§ Entries
══════════════════════════════

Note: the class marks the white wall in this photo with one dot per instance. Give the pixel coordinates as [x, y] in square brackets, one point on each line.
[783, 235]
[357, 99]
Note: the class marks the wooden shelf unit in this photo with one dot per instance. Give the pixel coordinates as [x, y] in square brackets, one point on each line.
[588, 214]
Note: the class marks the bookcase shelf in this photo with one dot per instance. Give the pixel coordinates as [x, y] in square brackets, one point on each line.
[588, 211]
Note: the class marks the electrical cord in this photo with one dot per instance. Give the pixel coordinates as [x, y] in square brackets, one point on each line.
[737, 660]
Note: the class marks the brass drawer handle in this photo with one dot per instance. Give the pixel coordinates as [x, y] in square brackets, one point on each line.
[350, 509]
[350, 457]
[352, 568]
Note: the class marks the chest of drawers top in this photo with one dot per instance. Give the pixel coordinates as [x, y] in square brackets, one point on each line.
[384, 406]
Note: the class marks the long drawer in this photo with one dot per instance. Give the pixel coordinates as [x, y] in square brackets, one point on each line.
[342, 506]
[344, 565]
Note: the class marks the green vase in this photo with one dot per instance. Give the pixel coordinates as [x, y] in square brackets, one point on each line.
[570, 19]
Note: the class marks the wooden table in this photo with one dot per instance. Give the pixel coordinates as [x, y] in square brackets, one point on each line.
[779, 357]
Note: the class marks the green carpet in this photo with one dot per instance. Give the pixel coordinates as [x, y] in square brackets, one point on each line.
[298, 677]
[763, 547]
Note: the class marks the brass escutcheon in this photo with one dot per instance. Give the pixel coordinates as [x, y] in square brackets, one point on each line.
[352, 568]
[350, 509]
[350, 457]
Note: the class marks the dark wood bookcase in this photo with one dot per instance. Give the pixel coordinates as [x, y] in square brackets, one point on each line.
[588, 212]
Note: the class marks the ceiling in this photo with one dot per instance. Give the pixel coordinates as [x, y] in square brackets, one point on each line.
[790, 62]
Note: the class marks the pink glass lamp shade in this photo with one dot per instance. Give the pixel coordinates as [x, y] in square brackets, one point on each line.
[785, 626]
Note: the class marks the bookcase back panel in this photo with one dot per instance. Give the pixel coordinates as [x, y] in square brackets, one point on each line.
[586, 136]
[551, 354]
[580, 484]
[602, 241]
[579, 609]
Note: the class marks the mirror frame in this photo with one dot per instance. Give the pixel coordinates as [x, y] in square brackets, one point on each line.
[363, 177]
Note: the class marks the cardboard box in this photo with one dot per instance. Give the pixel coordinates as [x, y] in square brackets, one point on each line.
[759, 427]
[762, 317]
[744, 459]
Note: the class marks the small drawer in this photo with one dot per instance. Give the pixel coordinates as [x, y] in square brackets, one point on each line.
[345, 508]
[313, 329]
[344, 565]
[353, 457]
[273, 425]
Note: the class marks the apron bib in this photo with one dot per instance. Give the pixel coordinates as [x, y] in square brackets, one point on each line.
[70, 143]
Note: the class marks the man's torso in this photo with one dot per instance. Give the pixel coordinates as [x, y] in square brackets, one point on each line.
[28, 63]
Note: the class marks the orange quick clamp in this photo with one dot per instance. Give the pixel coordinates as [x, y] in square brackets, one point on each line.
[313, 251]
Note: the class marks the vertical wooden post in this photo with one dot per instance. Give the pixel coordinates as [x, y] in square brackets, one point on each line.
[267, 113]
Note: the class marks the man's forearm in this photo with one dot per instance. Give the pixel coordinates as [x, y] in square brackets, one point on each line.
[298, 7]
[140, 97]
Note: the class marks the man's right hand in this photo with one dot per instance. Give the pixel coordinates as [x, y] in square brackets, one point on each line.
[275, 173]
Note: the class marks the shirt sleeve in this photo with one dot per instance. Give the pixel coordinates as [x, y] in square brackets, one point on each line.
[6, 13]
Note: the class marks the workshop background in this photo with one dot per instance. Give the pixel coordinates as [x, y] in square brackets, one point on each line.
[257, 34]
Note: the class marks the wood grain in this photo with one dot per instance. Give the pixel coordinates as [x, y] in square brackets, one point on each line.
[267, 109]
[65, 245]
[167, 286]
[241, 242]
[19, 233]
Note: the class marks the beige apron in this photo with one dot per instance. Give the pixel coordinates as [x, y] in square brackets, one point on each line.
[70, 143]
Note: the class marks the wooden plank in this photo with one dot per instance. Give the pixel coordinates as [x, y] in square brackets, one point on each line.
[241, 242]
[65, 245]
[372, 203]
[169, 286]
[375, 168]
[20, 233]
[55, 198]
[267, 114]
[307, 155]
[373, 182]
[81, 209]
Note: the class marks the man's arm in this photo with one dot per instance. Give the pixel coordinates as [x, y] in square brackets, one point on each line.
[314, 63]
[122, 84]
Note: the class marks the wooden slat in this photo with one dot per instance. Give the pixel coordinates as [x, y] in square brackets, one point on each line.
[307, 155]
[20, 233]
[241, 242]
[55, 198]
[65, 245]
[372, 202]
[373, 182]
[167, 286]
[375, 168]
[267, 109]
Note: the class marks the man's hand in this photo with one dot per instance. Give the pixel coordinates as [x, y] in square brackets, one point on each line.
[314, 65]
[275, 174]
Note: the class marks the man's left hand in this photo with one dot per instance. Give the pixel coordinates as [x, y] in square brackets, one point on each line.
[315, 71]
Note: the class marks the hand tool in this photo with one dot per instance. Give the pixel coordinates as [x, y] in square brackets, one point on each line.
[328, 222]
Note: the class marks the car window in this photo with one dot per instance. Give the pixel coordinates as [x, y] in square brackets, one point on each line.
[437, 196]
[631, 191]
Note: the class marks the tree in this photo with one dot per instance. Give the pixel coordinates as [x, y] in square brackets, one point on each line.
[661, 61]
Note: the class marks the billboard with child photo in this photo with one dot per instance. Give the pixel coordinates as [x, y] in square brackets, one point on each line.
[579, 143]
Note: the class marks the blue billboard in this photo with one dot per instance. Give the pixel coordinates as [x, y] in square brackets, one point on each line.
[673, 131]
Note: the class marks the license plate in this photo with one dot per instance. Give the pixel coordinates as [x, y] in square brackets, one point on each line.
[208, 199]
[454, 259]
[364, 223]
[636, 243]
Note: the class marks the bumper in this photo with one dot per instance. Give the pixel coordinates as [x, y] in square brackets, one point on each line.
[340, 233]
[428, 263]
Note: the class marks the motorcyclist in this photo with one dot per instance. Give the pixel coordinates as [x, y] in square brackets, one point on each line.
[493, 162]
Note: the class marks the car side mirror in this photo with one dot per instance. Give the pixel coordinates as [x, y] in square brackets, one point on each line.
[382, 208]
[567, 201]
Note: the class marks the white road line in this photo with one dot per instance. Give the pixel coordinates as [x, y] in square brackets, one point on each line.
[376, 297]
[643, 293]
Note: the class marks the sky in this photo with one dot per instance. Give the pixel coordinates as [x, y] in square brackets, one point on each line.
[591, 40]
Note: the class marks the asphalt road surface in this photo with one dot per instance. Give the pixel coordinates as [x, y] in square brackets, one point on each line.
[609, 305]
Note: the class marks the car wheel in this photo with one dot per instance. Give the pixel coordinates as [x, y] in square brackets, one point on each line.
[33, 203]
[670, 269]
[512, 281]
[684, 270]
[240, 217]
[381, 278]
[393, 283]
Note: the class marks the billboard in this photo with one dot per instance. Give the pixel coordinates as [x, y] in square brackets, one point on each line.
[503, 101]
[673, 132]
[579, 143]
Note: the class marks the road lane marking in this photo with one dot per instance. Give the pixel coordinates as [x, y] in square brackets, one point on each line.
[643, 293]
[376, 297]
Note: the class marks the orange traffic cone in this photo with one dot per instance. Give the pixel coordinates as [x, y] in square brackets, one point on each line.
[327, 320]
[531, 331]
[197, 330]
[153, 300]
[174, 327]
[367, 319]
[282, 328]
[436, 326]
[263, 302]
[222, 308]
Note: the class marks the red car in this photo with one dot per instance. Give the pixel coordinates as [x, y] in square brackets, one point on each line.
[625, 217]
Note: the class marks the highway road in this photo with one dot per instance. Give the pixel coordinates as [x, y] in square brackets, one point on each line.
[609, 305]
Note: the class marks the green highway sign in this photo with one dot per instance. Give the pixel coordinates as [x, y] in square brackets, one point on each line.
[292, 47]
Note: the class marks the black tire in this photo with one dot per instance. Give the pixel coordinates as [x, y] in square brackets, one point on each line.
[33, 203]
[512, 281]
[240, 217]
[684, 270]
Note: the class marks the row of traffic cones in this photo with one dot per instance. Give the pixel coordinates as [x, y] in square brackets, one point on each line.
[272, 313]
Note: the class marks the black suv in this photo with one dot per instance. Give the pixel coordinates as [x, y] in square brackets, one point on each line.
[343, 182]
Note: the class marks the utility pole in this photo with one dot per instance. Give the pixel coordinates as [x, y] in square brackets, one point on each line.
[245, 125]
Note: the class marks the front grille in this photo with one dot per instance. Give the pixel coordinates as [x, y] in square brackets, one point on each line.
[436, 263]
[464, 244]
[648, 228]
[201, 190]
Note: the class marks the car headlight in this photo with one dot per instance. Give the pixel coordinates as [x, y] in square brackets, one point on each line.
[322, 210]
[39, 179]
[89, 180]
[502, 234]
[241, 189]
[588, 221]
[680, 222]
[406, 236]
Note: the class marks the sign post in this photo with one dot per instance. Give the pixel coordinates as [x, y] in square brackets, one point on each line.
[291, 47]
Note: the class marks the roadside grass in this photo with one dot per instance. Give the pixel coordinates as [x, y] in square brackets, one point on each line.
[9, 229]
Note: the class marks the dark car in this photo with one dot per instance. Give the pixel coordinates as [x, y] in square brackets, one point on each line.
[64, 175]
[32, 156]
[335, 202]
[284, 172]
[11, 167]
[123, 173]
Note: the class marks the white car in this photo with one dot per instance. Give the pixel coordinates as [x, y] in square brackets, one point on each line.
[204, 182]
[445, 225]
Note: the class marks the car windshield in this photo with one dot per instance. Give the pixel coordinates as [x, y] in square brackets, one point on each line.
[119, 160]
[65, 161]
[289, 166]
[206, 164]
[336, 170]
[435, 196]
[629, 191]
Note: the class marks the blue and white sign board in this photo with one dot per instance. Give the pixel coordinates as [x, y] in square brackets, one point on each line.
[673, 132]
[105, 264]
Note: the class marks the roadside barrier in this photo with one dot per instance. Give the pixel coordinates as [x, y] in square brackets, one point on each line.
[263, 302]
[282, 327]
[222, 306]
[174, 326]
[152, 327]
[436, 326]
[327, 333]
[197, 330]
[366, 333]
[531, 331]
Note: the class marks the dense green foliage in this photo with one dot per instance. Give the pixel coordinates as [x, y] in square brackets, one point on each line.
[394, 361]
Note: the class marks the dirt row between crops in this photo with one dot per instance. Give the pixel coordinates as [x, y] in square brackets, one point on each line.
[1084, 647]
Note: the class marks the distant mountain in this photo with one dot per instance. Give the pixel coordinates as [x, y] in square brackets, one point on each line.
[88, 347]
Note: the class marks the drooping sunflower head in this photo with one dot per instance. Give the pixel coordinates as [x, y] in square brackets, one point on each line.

══════════════════════════════

§ Task statement
From the line holding "Note: the class marks the dense" down to the final line above, quote every line exactly and only those lines.

§ Task result
Note: the class marks the dense green foliage in this photo with one dot per instance. Give the pixel coordinates as [x, y] in square brackets, one point on each line.
[394, 361]
Note: the class marks the dirt row between crops in this photo with one dot per instance. Give the pixel coordinates as [x, y] in square brackets, one point on each line.
[1084, 647]
Note: the class marks the distant mountain in this photo with one dot per instance. Give the pixel coordinates as [x, y] in square brackets, one point on each line.
[88, 347]
Note: the class marks the drooping sunflower head in this photo with one dot per instance. Give the pixel coordinates as [x, y] in square brackets, one point on each line.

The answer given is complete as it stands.